■ Listing:
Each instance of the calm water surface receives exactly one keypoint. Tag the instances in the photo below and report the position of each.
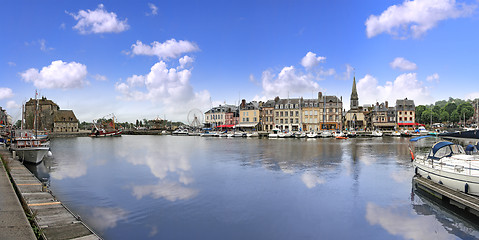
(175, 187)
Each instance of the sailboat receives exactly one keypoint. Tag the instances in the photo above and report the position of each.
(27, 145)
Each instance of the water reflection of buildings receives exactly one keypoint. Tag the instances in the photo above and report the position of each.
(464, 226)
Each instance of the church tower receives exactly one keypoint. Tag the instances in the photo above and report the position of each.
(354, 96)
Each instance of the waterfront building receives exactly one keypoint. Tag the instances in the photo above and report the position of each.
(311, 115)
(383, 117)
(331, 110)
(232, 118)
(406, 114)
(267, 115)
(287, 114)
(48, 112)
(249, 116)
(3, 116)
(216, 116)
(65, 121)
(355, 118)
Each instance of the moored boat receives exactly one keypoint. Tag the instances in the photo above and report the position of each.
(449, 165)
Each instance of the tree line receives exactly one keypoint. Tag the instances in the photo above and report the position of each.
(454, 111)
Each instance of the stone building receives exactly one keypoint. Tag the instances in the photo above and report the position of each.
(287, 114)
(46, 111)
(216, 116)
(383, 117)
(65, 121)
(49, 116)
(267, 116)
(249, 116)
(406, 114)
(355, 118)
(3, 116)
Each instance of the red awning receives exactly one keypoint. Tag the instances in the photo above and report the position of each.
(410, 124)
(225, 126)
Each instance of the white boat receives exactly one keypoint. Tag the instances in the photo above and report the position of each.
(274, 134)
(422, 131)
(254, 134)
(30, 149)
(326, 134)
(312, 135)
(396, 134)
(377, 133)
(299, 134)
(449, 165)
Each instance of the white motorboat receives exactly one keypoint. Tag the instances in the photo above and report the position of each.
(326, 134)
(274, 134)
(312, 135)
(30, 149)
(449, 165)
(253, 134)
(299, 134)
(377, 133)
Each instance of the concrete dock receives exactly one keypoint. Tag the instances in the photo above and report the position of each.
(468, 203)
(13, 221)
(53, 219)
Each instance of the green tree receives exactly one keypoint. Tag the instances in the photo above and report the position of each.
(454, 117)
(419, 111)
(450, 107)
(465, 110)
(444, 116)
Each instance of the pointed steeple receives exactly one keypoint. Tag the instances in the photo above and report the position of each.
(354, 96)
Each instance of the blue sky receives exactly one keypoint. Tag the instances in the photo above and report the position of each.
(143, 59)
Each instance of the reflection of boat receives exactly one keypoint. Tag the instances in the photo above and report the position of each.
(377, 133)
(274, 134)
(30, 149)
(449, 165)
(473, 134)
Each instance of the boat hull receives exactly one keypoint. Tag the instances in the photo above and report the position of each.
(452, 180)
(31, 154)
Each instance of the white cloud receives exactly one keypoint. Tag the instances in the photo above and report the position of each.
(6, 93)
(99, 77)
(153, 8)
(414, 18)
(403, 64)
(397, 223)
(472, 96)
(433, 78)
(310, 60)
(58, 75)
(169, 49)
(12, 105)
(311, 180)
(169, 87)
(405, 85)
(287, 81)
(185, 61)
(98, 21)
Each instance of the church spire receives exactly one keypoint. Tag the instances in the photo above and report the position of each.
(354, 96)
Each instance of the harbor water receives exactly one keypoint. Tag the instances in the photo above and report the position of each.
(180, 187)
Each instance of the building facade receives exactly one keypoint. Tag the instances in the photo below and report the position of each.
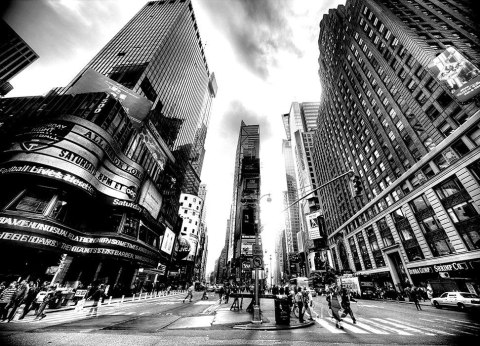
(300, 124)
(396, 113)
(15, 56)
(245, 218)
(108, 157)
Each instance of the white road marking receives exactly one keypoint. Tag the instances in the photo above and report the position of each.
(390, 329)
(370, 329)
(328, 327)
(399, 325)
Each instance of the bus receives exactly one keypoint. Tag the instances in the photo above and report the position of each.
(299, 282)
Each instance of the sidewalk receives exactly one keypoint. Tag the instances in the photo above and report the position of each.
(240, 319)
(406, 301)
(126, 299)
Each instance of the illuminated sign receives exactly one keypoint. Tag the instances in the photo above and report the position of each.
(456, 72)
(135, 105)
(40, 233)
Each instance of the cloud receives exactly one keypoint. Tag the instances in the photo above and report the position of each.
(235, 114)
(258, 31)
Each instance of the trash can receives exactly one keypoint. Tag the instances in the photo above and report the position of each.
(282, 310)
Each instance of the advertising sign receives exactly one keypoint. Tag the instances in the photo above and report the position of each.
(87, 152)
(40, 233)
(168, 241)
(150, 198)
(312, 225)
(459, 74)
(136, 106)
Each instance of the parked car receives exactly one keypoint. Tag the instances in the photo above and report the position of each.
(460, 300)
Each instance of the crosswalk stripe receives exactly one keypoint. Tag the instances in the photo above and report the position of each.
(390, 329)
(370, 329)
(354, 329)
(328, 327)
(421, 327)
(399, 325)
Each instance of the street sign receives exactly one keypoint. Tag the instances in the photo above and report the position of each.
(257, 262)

■ Task to carry out:
Reproduce every entry above word for word, from the first through the last, and leave out the pictures.

■ Exercise output:
Each instance of the calm water surface receives exactly one keypoint. Tag the instances in the photo below and report the position of each.
(175, 187)
Each instance of the sailboat receives exactly one keypoint. Tag the instances in the photo above and report the position of each.
(27, 145)
Each instance of the water reflection of buildings receives exactly one keypoint. Tag the instances in the photo above and report the position of each.
(464, 226)
Each instance of the church tower receives exactly one keypoint. Tag the instances in the photo above and report the position of each.
(354, 96)
Each instance of the waterfront building receives exactly one keypoint. Tag the instances in the photo above and report the position of each.
(311, 115)
(383, 117)
(331, 110)
(232, 118)
(406, 114)
(267, 115)
(287, 114)
(48, 112)
(249, 116)
(3, 116)
(216, 116)
(65, 121)
(355, 118)
Each instance of the moored boat receives exactly one keypoint. Tag the instances in the photo above and report the position of each.
(449, 165)
Each instance of the tree line receives exactly one keypoint. Tag the instances in the photo above and report the position of each.
(454, 111)
Each instance of the stone building receives exactly one keypoint. Tag the instances in the photo above and report the position of each.
(287, 114)
(46, 111)
(216, 116)
(383, 117)
(65, 121)
(49, 116)
(267, 116)
(249, 116)
(406, 114)
(355, 118)
(3, 116)
Each instance of the red awning receives exactly one keypoint. Tag the instances in the photo above and report the position of each.
(410, 124)
(225, 126)
Each instance of the white boat receives exactly one keypoint. Tag the instances in the photo above and report the position of each.
(274, 134)
(422, 131)
(254, 134)
(30, 149)
(326, 134)
(312, 135)
(396, 134)
(377, 133)
(299, 134)
(449, 165)
Each instance of the white motorboat receives exactly one keypoint. Tag the instances in the photo above and report the position of each.
(326, 134)
(274, 134)
(312, 135)
(30, 149)
(449, 165)
(253, 134)
(299, 134)
(377, 133)
Each instance of the concrete dock receives exactly one keypoint. Tag the instances in the photo above and report the position of each.
(468, 203)
(13, 221)
(53, 219)
Each instance of the green tree receives exactly one keypoint. Tag the instances in the photo above and report the position of each.
(454, 117)
(419, 111)
(450, 107)
(465, 110)
(444, 116)
Each instance of the pointed steeple receives exactly one keypoint. Tag the instances in the photo above and report the position of each.
(354, 96)
Each instance of the blue sky receives exactly one keypoint. Tag the instances in the photo above and report the position of each.
(143, 59)
Each instance of the reflection of boat receives exactly one keypoint. Tag the instances in the photo above and report the position of each.
(377, 133)
(274, 134)
(30, 149)
(449, 165)
(473, 134)
Each instance of the boat hull receives exactly one keypoint. Tag the instances in the photo above and report the position of each.
(452, 180)
(31, 154)
Each instance of the white cloud receives exactly one keypoint. Tag the instances in the photo above and report the position of each.
(6, 93)
(99, 77)
(153, 8)
(414, 18)
(403, 64)
(397, 223)
(472, 96)
(433, 78)
(310, 60)
(58, 75)
(169, 49)
(12, 105)
(311, 180)
(169, 87)
(405, 85)
(287, 81)
(185, 61)
(98, 21)
Each instance of the church spire receives exactly one keypoint. Tag the instances in the photo above and report the position of each.
(354, 96)
Each instance of the harbor water receives exactly one keypoint. Tag the instances in the photo above and report the position of each.
(180, 187)
Each instance of the building facade receives exactly one keypoint. Tag the instances in the photo below and report the position of each.
(300, 124)
(396, 113)
(15, 56)
(245, 218)
(108, 157)
Each instance of the white road marking receives exactly one keypoint. Tag the instances in the photo above and report the position of each.
(390, 329)
(370, 329)
(328, 327)
(399, 325)
Each instance of the bus receives exactly one keypoint. Tag the instances in the photo above and report the position of each.
(299, 282)
Each instance of the sidewalk receives exactly one keypoint. Tag the instances in the photo above and report the position of each.
(240, 319)
(406, 301)
(126, 299)
Each instance of the illuminated sign receives exactly one keypoint. Tag the instances in the photo above and report the position of each.
(456, 72)
(135, 105)
(40, 233)
Each instance of the cloud receives exactly one keypoint. Tag the instances in the photo above and report the position of each.
(235, 114)
(258, 31)
Each instance of the trash can receives exactly one keypoint. Tag the instances in the photo above and report the position of each.
(282, 310)
Each instance of the advertising sign receives exactly one keypoint. Tag the instances in the photo above and report the position of each.
(87, 152)
(40, 233)
(168, 241)
(150, 198)
(312, 225)
(459, 74)
(136, 106)
Each instance of the parked car receives exactly one keypoint. Tag the instances in the photo above and report the position of each.
(460, 300)
Each instance of the crosswalk stripe receives exactly one keypoint. Tag the instances in the photo above and report the position of each.
(390, 329)
(370, 329)
(354, 329)
(328, 327)
(421, 327)
(399, 325)
Each instance of the street sign receives exactly one keypoint. Tag the instances in the photo above and report the position of each.
(257, 262)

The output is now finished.